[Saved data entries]
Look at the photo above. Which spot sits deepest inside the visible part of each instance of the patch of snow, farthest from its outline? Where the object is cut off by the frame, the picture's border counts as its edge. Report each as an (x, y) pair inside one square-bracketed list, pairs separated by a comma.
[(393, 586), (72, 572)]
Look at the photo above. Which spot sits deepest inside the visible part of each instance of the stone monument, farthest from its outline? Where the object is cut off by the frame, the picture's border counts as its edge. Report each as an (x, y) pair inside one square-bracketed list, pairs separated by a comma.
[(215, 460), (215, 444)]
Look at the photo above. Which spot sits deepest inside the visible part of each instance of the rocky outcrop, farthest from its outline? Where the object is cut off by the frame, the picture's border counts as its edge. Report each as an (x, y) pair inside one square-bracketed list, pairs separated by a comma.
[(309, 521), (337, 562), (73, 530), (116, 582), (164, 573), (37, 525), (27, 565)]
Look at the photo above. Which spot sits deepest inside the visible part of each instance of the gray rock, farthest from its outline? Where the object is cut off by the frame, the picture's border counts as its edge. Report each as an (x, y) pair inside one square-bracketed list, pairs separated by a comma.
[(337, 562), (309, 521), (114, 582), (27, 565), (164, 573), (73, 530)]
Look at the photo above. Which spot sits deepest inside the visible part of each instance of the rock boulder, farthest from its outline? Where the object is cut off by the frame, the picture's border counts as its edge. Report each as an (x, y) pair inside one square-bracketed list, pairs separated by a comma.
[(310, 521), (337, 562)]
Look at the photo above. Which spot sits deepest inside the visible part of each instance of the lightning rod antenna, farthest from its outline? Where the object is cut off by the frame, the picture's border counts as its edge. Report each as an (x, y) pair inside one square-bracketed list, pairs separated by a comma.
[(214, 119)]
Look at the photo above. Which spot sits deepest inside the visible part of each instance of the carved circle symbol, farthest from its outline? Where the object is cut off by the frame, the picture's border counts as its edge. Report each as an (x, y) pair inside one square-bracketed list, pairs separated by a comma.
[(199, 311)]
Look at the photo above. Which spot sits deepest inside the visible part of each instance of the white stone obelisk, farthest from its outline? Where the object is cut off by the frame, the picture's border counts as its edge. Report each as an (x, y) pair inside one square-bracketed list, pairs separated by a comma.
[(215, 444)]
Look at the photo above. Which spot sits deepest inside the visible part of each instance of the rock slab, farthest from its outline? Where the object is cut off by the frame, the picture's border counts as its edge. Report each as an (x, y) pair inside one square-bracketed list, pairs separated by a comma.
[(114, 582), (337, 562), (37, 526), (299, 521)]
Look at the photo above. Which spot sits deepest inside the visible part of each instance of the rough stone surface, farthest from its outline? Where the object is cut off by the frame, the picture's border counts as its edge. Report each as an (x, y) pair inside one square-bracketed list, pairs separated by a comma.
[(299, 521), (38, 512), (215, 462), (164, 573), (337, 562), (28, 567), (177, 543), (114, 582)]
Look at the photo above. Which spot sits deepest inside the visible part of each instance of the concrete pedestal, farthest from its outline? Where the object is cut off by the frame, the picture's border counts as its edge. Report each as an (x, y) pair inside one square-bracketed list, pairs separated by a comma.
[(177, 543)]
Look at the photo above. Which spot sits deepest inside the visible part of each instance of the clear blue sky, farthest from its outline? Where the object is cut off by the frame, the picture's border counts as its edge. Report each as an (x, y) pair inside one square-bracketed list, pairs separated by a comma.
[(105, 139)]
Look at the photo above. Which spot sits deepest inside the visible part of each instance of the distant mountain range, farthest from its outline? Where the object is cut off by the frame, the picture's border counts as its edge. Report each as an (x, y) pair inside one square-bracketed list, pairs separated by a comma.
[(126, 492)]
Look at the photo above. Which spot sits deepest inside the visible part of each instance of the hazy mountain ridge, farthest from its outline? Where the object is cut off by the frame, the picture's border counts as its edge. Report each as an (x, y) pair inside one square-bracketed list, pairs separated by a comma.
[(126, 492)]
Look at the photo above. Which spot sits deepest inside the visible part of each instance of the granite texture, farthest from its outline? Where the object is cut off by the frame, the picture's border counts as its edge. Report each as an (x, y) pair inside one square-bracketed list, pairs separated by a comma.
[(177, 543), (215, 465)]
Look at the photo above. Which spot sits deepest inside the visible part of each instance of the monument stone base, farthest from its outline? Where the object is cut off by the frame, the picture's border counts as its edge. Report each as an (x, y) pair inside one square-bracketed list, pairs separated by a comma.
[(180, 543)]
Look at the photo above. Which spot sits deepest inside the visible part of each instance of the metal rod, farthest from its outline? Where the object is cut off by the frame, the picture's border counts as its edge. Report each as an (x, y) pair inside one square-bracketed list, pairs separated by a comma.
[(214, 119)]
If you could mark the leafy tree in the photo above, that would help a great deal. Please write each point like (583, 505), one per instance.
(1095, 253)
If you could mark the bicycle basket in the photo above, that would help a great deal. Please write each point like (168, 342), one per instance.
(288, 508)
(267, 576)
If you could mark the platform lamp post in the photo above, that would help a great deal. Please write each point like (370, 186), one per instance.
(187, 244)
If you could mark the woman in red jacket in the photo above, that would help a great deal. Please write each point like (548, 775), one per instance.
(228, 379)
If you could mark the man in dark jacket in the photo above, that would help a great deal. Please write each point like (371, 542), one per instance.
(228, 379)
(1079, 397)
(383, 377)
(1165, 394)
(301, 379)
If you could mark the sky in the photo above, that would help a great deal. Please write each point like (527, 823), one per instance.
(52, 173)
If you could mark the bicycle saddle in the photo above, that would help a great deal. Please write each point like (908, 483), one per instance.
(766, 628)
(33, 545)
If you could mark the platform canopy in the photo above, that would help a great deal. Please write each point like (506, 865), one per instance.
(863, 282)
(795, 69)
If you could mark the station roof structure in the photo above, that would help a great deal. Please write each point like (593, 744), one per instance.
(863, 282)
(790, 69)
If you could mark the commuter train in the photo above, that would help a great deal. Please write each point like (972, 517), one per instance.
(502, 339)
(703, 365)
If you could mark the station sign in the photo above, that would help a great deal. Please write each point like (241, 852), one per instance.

- Your assignment -
The expected output is the complete data, repeated exactly.

- Response to the exercise -
Look at the photo above. Which spot sits deepest inside the visible part of each instance of the patch of snow, farthest from its outline? Where the object is cut off by the frame, the picture's border counts as its edge. Report each as an (x, y) pair inside one square-bracketed list, pairs separated by a comma.
[(393, 586), (72, 572)]
Look at the photo above. Which spot sits deepest inside the visible part of each instance of the stone monument, farthest from its outline? Where the object is cut off by the frame, the picture's border counts as its edge. Report each as an (x, y) pair inside one square-bracketed list, pairs separated by a comma.
[(215, 460), (215, 444)]
Look at the photo above. Which spot sits deepest inside the visible part of each instance of the rocky outcrop, farthest from its outline? Where the object is cut off by the frame, the picture's border counts as its edge. Report each as an (x, y) pair inside one square-bracketed list, pairs separated by a comma.
[(309, 521), (337, 562), (73, 530), (116, 582), (164, 573), (37, 525), (27, 565)]
Look at the photo above. Which spot sits deepest inside the visible part of each instance of the gray rock, farthest from its outline? Where the object is cut off by the frame, the picture's border counts as its edge. Report each as an (x, y) pair inside one square-bracketed list, pairs separated by a comma.
[(337, 562), (309, 521), (114, 582), (27, 565), (164, 573), (73, 530)]
Look at the photo above. Which spot sits deepest inside the visible part of each instance of the rock boulder, farthest from its outline? Where the object is cut off by the frame, the picture's border counts as its edge. Report each as an (x, y) pair inside one square-bracketed list, pairs separated by a comma.
[(310, 521), (337, 562)]
Look at the photo above. Which spot sits deepest inside the visible part of each instance of the lightning rod antenna, farthest from its outline? Where the object is cut off by the frame, the picture's border counts as its edge. Report each as an (x, y) pair inside one square-bracketed list, pairs separated by a comma.
[(214, 119)]
Look at the photo above. Which spot sits deepest inside the visible part of each instance of the carved circle symbol, farthest from its outline? Where the object is cut off by the frame, the picture's border counts as its edge. Report each as an (x, y) pair inside one square-bracketed list, pairs separated by a comma.
[(199, 311)]
Look at the photo above. Which spot sits deepest inside the visible part of each instance of the white stone obelisk, farthest from its outline? Where the object is cut off by the frame, the picture's border counts as its edge. Report each as an (x, y) pair inside one square-bracketed list, pairs separated by a comma.
[(215, 444)]
Look at the photo above. Which spot sits deepest inside the visible part of each instance of the rock slab, farthest from its outline? Where the object is cut off by the frame, the picture's border counts as its edge. Report each as an (x, y) pair inside one square-bracketed list, pairs separated by a comma.
[(114, 582), (337, 562), (37, 526), (299, 521)]
Look at the photo above. Which spot sits deepest inside the visible part of each instance of the rough stone surface, farthest from its outline? Where the object is cut off by the frame, the picture's border counts as its edge. Report each as an (x, y) pair inside one square-bracketed list, pairs separated by a comma.
[(299, 521), (38, 512), (215, 462), (164, 573), (337, 562), (28, 567), (177, 543), (114, 582)]
Look at the photo above. Which spot sits deepest inside the visible part of each instance of the concrete pedestal, farthest from its outline? Where the object is cut off by the frame, the picture's border counts as its edge. Report each as an (x, y) pair inside one square-bracketed list, pairs separated by a comma.
[(177, 543)]
Look at the photo above. Which spot sits deepest inside the visible part of each instance of the clear blue sky, farthest from its outline? Where the object is cut off by the frame, the picture's border counts as its edge. Report each as an (x, y) pair inside one square-bracketed list, pairs separated by a comma.
[(105, 139)]
Look at the photo above. Which spot sits deepest inside the visible part of each instance of the distant mountain range, farthest from its outline? Where the object is cut off by the frame, the picture's border counts as its edge. Report each as an (x, y) pair inside one square-bracketed list, pairs separated by a comma.
[(126, 492)]
Look at the photo above. Which spot sits deepest inside the visible part of each instance of the hazy mountain ridge, farthest from its outline? Where the object is cut off by the frame, the picture's border counts as its edge. Report each as an (x, y) pair inside one square-bracketed list, pairs separated by a comma.
[(126, 492)]
Look at the photo above. Which spot sits deepest inside the visible part of each instance of the granite texture, farthest from its outline? Where the object is cut off by the frame, the picture's border counts as its edge. Report each as an (x, y) pair inside one square-bracketed list, pairs separated by a comma.
[(177, 543), (215, 465)]
Look at the photo above. Which spot sits deepest inside the visible part of each instance of the monument stone base, farthest from its outline? Where the object is cut off by the frame, the picture's border counts as its edge. Report each as an (x, y) pair inside one square-bracketed list, pairs separated by a comma.
[(180, 543)]
Look at the photo above. Which spot sits deepest inside the visible part of each instance of the metal rod, farthest from its outline? Where the object is cut off by the frame, the picture's border counts as its edge. Report each as an (x, y) pair inside one square-bracketed list, pairs separated by a comma.
[(214, 119)]
If you could mark the leafy tree in the photo above, that would help a great deal. Please write each point like (583, 505), one per instance.
(1095, 253)
If you could mark the bicycle basket in the photo above, that would help a great deal. Please write each point like (168, 342), one per instance.
(288, 508)
(267, 576)
If you could mark the platform lamp post in the photo above, that would help a great deal. Please write each point like (370, 186), one per instance.
(187, 244)
If you could mark the woman in red jacket in the photo above, that would help a great deal. Please write each point like (548, 775), one per instance.
(228, 379)
If you could mark the man in dark jacket in the photo above, that would help a great deal. Please write each point like (371, 542), one per instance.
(228, 379)
(1079, 397)
(383, 377)
(1165, 394)
(301, 379)
If you could mark the sky in the photo above, that would help a great deal. Please write each point like (527, 823), one per instance.
(52, 173)
If you could mark the bicycle saddle in the photo above, that would help a great deal. Please write each point like (908, 483), one per instance.
(766, 628)
(33, 545)
If you could mark the platform canopy in the photo above, that would help a great deal. Please write each point like (506, 865), one per instance.
(863, 282)
(795, 69)
If you could mark the station roof structure in the photo above, that would help a great deal. Please write each point like (593, 744), one per instance.
(863, 282)
(790, 69)
If you could mark the commuter train in the photo above, that would help a great deal. Please write each point like (972, 517), one per instance.
(502, 339)
(703, 365)
If you could mark the station sign in the photo above, that would help a great deal. Please write each point like (241, 852), one per instance.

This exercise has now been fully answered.